(DATA LINES)
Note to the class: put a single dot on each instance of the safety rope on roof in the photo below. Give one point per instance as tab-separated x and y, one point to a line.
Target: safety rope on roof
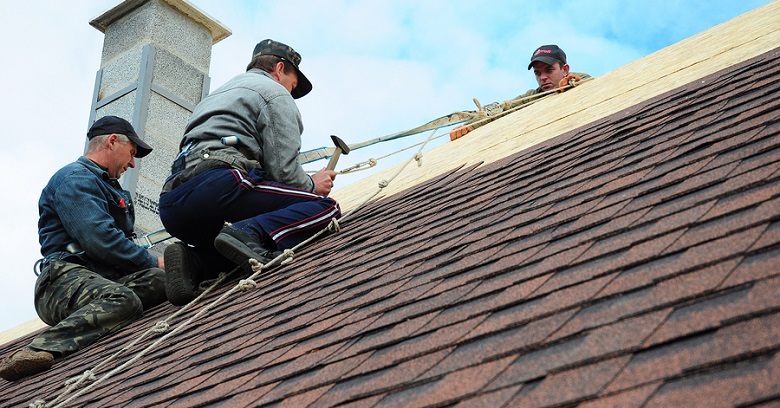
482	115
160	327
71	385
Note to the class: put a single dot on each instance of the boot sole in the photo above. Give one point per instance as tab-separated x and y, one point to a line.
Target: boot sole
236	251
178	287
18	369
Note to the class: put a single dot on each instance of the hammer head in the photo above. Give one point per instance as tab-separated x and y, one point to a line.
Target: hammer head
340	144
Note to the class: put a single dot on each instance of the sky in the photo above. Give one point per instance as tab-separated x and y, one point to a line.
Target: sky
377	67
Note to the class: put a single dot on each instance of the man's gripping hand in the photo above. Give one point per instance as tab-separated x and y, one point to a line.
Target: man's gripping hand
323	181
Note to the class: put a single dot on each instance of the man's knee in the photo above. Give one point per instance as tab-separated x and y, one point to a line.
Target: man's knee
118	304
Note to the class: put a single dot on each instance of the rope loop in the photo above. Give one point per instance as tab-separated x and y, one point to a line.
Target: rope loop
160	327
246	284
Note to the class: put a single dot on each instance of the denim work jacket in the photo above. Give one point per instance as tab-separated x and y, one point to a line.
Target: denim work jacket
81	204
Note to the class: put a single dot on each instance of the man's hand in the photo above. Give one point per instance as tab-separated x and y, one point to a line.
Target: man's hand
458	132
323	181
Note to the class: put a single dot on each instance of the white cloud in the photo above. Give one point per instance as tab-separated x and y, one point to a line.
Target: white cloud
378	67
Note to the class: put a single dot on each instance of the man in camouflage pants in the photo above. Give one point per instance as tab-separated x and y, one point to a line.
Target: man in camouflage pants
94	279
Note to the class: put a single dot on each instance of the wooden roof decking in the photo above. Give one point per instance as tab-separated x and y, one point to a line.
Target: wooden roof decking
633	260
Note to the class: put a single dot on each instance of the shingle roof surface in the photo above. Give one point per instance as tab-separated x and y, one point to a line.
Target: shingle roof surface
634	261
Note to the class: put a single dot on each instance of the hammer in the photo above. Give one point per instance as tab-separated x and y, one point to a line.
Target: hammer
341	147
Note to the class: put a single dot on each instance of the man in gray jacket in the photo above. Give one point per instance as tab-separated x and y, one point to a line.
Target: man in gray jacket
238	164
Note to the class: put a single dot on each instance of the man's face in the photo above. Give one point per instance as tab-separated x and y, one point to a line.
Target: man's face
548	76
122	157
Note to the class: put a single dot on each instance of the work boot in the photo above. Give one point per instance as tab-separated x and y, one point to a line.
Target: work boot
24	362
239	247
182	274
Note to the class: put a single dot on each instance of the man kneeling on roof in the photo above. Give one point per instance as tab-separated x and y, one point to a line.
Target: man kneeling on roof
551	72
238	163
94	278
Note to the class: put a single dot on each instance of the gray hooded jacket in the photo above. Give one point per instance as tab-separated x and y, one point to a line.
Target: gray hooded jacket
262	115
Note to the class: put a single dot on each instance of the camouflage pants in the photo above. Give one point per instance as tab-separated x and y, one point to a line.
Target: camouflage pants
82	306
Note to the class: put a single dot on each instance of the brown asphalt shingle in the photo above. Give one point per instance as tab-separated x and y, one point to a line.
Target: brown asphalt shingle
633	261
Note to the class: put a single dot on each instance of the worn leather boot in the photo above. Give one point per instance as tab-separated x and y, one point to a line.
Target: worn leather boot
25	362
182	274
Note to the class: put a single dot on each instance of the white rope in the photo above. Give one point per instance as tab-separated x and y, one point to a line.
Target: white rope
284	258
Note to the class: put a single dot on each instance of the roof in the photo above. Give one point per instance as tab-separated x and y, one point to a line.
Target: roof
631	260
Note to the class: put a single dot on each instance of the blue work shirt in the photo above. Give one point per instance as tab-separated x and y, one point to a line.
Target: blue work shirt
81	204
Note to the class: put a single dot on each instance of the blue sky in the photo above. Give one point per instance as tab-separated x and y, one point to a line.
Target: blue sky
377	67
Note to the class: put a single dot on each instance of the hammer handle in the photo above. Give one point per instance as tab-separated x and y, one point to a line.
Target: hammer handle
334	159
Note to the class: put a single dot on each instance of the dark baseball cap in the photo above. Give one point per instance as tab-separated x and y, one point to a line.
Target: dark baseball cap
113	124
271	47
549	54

(REQUIREMENT) Rewrite all the data above as a Markdown table with two columns, "No." and "Line", giving each line its own numbered row and skipping blank lines. Leave the pictures out.

(REPLY TO THE EXERCISE)
| No. | Line |
|---|---|
| 1 | Note to the class: put a single dot on each instance of the safety rope on roof in the photo below. Give one point per instance as tab-separated x and y, one point to a line. |
| 2 | Target: safety rope on roof |
| 3 | 482	115 |
| 4 | 160	327 |
| 5 | 71	385 |
| 6 | Note to the class: put a single dot on each instance of the boot sole in the photo above. Give one point per instance as tab-separated x and y, one point to a line. |
| 7 | Target: boot sole |
| 8 | 236	251 |
| 9 | 178	287 |
| 10 | 18	369 |
| 11 | Note to the class: put a single dot on each instance of the hammer head in the photo above. Give one point per instance as tab-separated x and y, one point to a line. |
| 12 | Target: hammer head |
| 13 | 340	144 |
| 14 | Note to the class: put a single dot on each instance of the sky in the photo above. Give one point per instance as tab-separated x and y, one point to a line. |
| 15 | Target: sky |
| 16 | 377	67 |
| 17 | Note to the class: put a single dot on each instance of the man's gripping hand in the photo above. Give one point per instance as tab-separated x and y, one point to a line. |
| 18 | Target: man's gripping hand |
| 19 | 323	181 |
| 20 | Note to the class: put a single dot on each instance of the man's knee in the photo above. Give one point per instance as tab-separated x and y, one point to a line. |
| 21 | Target: man's knee |
| 22 | 118	304 |
| 23 | Note to the class: put a single dot on each instance of the rope loop in the photo above. Give one point per instance as tab-separated x and y, one point to a line. |
| 24 | Target: rope loop |
| 25 | 160	327 |
| 26 | 246	284 |
| 27 | Note to the class: put a single dot on each instance of the denim work jacket in the photo above. Give one point per instance as tab-separated x and y, one point to a line. |
| 28 | Target: denim work jacket |
| 29 | 81	204 |
| 30 | Note to the class: put a single dot on each instance of the man's hand in the photo above. Give one point per instance as tab-separated x and y, one point to a line. |
| 31 | Target: man's hand |
| 32 | 458	132 |
| 33 | 323	181 |
| 34 | Note to the class: put a single dot on each instance of the white cloud in the photo above. Give one point per instance as tab-separated x and y, one point to a line. |
| 35 | Target: white cloud |
| 36 | 378	67 |
| 37 | Note to the class: put a single dot on each instance of the man in camouflage pants in the photo above. Give one point per instance as tab-separated x and y, one point to a line. |
| 38 | Target: man in camouflage pants |
| 39 | 94	279 |
| 40 | Note to the class: put a single dot on each instance of the wooden roof decking in the photo above. Give one point per instance as tab-separated x and y, one point to a line. |
| 41 | Target: wooden roof decking |
| 42 | 633	260 |
| 43 | Note to the class: put a single dot on each instance of the shingle roof surface in the photo above. Give one point per instance as tab-separated x and y, one point to a line. |
| 44 | Target: shingle roof surface |
| 45 | 634	261 |
| 46 | Note to the class: put a single dot on each instance of the hammer in the photo above. Give one point per instance as tab-separated x and y, one point to a line. |
| 47 | Target: hammer |
| 48 | 341	147 |
| 49 | Note to the class: put a single dot on each instance of the man in gray jacket in the photo above. Give one point per instance as tab-separated x and y, one point to a line. |
| 50 | Target: man in gray jacket |
| 51 | 238	164 |
| 52 | Note to the class: put a single dot on each instance of the man's face in the photo above. Give one point per instance as tab-separated x and y, one point to a line. |
| 53 | Target: man's face |
| 54 | 548	76 |
| 55 | 122	157 |
| 56 | Note to the class: put a single dot on each instance of the work boot in the photo above. Give one point per instance as tab-separated x and y, one point to a line. |
| 57 | Target: work boot |
| 58 | 24	362 |
| 59 | 239	247 |
| 60 | 182	274 |
| 61 | Note to the class: put a single dot on each instance of the man kneeling on roof in the photo above. Give one point per instance as tab-separated x and y, one point to a line. |
| 62 | Target: man kneeling on roof |
| 63 | 551	72 |
| 64 | 238	163 |
| 65 | 94	278 |
| 66 | Note to the class: put a single dot on each instance of the gray hooded jacket in the photo above. Give one point per instance as tab-separated x and y, one point to a line. |
| 67 | Target: gray hooded jacket |
| 68 | 262	115 |
| 69 | Note to the class: put a single dot on each instance of the camouflage pants in the photo above. Give one point per instance as tab-separated x and y, one point to a line. |
| 70 | Target: camouflage pants |
| 71 | 82	306 |
| 72 | Note to the class: put a single dot on each instance of the brown asphalt shingle in the photo above. Give one point per instance as tab-separated x and y, one point to a line. |
| 73 | Target: brown asphalt shingle |
| 74 | 633	261 |
| 75 | Note to the class: put a single dot on each instance of the worn leather boot in the photo above. Give one point per instance as tab-separated x and y, one point to a line. |
| 76 | Target: worn leather boot |
| 77 | 25	362 |
| 78 | 182	274 |
| 79 | Note to the class: put a single dot on each instance of the white rope in the photo above. Give one point per instance as tab-separated x and y, one point to a line. |
| 80 | Target: white rope |
| 81 | 284	258 |
| 82 | Note to the class: put a single dot on each instance of the roof in the photo above. Give one point per instance as tab-separated x and y, one point to a line. |
| 83 | Target: roof |
| 84 | 631	260 |
| 85 | Note to the class: put a single dot on each instance of the blue work shirt in the photo above. Give one point per instance as tab-separated x and y, one point to a line. |
| 86 | Target: blue work shirt |
| 87 | 81	204 |
| 88 | Note to the class: put a single dot on each instance of the blue sky in the photo above. Give one point per instance as tab-separated x and y, one point to a line. |
| 89 | Target: blue sky |
| 90 | 377	67 |
| 91 | Note to the class: put a single dot on each instance of the hammer handle in the photo above. Give one point per instance as tab-separated x and y, one point to a line. |
| 92 | Target: hammer handle |
| 93 | 334	159 |
| 94 | Note to the class: put a single dot on each instance of the dark baseball cap in the photo above. Give one point per instance as tab-separated x and y, one point to a line. |
| 95 | Target: dark baseball cap |
| 96 | 113	124 |
| 97 | 271	47 |
| 98 | 549	54 |